# Task material

□ □ □ □

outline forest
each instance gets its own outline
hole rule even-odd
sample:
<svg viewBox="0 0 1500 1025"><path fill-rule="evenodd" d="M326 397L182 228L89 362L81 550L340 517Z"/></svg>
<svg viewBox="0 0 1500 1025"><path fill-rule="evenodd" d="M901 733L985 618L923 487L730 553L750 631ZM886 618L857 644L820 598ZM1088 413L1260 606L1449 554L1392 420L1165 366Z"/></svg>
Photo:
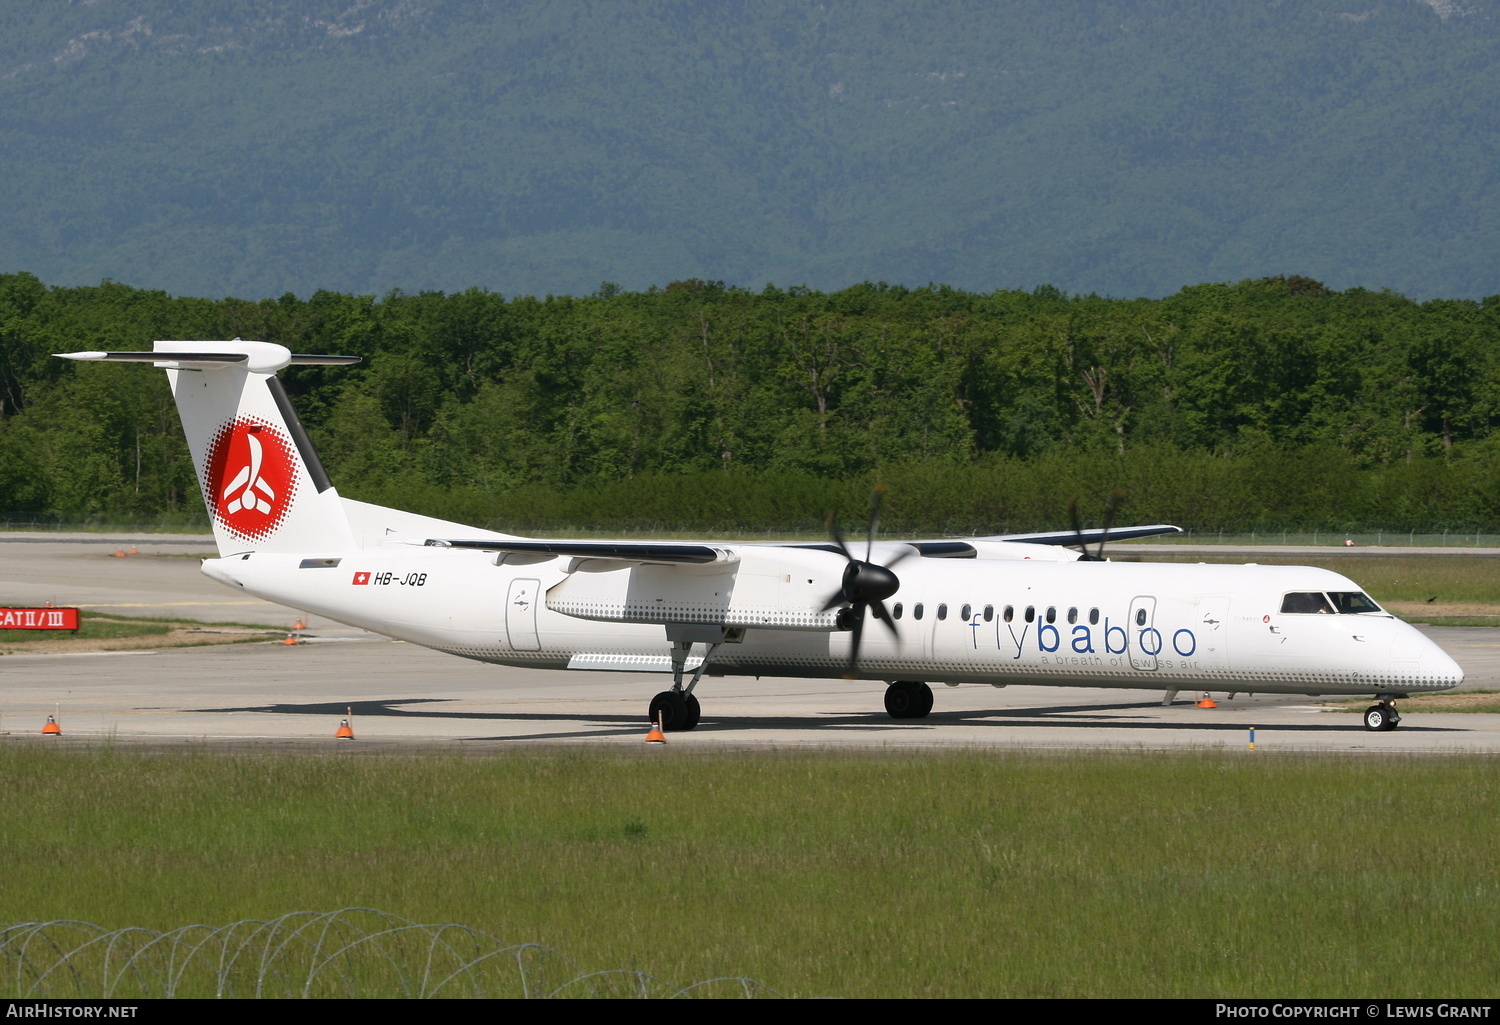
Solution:
<svg viewBox="0 0 1500 1025"><path fill-rule="evenodd" d="M0 275L0 520L206 523L165 375L52 357L243 337L340 493L509 530L1495 529L1500 296L1305 277L1160 300L675 281L171 297Z"/></svg>

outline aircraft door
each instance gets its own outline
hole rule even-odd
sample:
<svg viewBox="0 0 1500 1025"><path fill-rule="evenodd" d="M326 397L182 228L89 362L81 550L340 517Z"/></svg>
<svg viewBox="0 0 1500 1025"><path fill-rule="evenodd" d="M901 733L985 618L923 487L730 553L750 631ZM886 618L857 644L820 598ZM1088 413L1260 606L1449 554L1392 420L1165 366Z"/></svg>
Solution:
<svg viewBox="0 0 1500 1025"><path fill-rule="evenodd" d="M1156 657L1161 654L1161 633L1153 625L1155 619L1156 599L1147 594L1137 595L1130 603L1130 625L1126 629L1130 637L1130 664L1145 672L1156 669Z"/></svg>
<svg viewBox="0 0 1500 1025"><path fill-rule="evenodd" d="M540 651L536 634L536 607L541 598L542 582L519 577L510 582L505 598L505 633L512 651Z"/></svg>
<svg viewBox="0 0 1500 1025"><path fill-rule="evenodd" d="M1177 638L1173 638L1176 644ZM1193 654L1204 669L1229 668L1229 599L1198 599L1198 623L1193 628ZM1177 647L1182 654L1182 647Z"/></svg>

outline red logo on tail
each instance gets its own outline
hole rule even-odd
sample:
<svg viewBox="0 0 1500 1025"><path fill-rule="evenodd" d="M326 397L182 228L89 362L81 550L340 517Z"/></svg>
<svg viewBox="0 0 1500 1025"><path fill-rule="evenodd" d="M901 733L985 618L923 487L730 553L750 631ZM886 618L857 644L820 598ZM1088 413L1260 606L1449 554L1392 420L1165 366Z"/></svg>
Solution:
<svg viewBox="0 0 1500 1025"><path fill-rule="evenodd" d="M215 522L246 541L269 537L296 497L295 466L291 443L271 424L241 417L219 428L203 475Z"/></svg>

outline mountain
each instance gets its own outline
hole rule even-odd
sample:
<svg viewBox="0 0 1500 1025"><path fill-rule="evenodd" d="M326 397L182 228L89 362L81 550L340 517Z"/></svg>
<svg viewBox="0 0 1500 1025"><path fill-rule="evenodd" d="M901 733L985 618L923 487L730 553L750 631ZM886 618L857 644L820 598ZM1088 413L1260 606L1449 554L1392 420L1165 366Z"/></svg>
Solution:
<svg viewBox="0 0 1500 1025"><path fill-rule="evenodd" d="M18 0L0 272L1500 292L1500 0Z"/></svg>

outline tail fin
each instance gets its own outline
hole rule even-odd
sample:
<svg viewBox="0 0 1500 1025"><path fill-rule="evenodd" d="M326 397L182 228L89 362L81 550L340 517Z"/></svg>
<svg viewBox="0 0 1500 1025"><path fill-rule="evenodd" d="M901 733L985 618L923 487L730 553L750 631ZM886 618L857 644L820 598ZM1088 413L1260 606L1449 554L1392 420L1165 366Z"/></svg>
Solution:
<svg viewBox="0 0 1500 1025"><path fill-rule="evenodd" d="M221 556L357 547L338 492L276 372L292 364L357 363L358 356L297 356L238 338L62 355L165 368Z"/></svg>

□ □ □ □

# Task prompt
Each line in the entries above that includes the string "tail" should be extracted.

# Written response
outline red logo on tail
outline tail fin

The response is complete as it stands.